*** Available data ***

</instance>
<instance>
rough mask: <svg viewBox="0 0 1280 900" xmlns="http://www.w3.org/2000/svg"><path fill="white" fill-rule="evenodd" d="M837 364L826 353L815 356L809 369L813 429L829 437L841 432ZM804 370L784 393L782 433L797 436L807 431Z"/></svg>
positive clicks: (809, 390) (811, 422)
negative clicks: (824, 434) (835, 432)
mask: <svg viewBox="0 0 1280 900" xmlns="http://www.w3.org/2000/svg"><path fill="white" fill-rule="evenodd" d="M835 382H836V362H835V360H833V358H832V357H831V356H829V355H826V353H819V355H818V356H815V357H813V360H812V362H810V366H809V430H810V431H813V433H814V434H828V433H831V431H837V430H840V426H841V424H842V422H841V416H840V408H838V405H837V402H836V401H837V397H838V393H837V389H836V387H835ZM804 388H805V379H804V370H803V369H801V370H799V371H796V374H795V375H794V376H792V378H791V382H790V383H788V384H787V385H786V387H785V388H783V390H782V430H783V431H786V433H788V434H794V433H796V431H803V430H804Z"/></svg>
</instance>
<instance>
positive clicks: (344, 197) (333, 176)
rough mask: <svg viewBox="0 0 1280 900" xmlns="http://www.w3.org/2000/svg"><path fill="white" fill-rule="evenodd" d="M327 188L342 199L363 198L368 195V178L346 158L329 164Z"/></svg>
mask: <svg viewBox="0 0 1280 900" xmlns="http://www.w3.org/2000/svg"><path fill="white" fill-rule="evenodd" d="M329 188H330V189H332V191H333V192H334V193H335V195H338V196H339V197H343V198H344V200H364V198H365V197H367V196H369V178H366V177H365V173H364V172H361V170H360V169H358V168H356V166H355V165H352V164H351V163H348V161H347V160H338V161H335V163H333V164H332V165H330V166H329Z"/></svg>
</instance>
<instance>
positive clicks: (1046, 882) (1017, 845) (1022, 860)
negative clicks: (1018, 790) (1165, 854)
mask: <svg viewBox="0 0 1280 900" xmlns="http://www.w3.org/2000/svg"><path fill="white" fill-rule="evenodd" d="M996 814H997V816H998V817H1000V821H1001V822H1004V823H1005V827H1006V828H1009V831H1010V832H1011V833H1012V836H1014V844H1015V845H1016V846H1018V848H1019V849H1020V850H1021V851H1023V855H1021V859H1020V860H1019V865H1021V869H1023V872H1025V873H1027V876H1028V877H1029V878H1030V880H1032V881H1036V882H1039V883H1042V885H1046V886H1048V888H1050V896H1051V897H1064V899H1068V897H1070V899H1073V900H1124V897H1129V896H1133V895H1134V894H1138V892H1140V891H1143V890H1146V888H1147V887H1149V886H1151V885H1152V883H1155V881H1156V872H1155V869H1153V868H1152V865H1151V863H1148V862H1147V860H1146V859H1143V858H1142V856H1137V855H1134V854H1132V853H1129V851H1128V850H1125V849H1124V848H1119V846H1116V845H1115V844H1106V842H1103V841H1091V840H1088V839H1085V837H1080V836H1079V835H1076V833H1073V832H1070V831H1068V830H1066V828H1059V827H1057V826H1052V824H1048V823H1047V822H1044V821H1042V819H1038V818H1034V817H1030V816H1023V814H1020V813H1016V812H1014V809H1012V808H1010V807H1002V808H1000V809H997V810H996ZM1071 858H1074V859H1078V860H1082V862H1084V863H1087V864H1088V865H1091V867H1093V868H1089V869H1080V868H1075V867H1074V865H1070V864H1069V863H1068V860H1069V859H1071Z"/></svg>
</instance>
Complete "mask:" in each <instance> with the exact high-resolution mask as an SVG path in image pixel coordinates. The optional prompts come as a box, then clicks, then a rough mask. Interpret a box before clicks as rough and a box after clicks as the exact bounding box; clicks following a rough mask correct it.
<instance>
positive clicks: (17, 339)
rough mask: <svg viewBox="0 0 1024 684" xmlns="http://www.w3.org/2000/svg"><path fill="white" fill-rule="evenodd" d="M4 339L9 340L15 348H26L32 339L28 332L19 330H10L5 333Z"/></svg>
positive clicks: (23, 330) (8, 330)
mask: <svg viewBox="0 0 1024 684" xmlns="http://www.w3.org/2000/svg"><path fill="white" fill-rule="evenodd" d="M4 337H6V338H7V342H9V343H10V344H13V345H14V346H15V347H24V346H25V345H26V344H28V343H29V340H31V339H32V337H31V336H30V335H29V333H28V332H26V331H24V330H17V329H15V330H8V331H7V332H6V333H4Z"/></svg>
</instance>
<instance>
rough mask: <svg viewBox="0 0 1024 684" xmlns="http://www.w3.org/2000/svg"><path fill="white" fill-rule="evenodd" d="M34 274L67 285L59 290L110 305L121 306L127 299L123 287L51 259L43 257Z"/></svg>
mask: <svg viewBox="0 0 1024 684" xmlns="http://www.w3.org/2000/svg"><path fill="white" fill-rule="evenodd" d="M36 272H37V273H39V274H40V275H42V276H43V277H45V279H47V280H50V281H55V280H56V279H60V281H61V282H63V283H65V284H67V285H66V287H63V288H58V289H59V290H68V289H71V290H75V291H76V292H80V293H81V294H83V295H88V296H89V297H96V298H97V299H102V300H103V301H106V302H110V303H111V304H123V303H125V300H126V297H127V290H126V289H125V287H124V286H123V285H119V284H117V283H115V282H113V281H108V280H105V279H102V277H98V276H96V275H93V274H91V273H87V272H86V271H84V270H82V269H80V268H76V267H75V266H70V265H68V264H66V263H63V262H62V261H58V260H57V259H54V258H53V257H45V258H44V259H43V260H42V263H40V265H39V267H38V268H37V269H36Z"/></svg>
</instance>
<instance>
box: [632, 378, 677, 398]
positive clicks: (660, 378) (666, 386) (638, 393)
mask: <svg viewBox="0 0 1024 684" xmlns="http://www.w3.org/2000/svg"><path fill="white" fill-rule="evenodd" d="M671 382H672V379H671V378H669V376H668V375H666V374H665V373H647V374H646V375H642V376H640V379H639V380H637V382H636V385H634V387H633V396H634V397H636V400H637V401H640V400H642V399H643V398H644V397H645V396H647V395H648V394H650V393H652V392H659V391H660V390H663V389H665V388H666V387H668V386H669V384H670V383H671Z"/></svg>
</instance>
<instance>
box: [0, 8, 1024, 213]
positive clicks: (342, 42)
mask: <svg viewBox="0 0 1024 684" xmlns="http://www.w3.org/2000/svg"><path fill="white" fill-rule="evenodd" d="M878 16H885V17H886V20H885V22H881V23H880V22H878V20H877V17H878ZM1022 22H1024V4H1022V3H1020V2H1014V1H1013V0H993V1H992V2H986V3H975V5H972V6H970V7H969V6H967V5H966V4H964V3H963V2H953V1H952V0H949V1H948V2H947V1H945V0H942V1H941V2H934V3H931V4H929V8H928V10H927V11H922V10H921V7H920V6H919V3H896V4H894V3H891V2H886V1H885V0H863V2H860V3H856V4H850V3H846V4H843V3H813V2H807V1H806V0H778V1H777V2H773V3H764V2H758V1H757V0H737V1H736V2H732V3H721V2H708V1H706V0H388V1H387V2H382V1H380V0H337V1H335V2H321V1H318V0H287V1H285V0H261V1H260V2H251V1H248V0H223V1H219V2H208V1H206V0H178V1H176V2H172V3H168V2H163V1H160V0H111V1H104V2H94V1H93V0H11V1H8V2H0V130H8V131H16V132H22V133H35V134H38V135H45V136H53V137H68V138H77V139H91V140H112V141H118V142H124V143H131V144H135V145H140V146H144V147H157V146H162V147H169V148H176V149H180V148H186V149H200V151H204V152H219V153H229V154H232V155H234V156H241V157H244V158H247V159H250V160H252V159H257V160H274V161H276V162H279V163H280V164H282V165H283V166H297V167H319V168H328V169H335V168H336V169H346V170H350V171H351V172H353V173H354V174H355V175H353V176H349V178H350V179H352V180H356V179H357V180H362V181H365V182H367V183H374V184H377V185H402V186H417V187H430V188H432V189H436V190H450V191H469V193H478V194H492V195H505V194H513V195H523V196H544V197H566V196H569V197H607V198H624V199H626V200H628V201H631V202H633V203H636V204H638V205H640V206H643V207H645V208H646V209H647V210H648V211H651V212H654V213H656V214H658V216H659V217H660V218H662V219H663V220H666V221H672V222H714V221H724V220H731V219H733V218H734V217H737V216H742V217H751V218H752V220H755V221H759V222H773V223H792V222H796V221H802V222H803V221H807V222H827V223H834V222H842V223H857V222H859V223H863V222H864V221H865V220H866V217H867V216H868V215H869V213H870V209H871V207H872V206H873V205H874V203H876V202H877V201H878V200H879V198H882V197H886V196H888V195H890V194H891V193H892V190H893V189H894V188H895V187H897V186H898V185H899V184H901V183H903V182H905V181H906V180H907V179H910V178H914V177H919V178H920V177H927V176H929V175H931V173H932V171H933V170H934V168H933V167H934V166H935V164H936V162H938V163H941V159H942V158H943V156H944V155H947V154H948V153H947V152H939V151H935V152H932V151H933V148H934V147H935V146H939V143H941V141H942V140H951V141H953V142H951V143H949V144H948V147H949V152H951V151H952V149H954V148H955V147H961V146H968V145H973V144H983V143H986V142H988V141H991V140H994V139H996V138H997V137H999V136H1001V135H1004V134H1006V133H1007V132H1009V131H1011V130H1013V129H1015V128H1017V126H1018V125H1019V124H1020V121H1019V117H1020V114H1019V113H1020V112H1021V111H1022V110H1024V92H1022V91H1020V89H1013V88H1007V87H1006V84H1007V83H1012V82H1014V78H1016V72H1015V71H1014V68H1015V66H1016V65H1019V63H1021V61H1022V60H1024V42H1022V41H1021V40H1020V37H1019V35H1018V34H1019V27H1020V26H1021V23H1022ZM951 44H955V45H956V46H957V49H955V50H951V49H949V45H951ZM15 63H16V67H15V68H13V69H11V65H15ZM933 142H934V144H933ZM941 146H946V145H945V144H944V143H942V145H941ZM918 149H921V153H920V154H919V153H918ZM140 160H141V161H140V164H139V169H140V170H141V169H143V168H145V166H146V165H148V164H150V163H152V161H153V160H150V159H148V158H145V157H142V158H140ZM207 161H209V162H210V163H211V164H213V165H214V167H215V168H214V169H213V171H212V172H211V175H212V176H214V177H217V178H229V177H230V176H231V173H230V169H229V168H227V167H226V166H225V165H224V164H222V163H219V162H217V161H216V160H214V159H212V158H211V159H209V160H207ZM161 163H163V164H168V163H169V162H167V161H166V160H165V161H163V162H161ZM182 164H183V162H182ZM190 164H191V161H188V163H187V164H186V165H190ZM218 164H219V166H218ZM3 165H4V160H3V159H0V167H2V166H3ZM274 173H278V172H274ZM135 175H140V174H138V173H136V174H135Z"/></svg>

*** End of Available data ***

- _Work to complete_:
Display each line of the data above that contains the string "positive".

- _Final answer_:
positive clicks: (809, 390) (811, 422)
positive clicks: (344, 197) (333, 176)
positive clicks: (1046, 882) (1017, 845) (1022, 860)
positive clicks: (17, 339)
positive clicks: (23, 330) (8, 330)
positive clicks: (660, 378) (666, 386) (638, 393)
positive clicks: (342, 42)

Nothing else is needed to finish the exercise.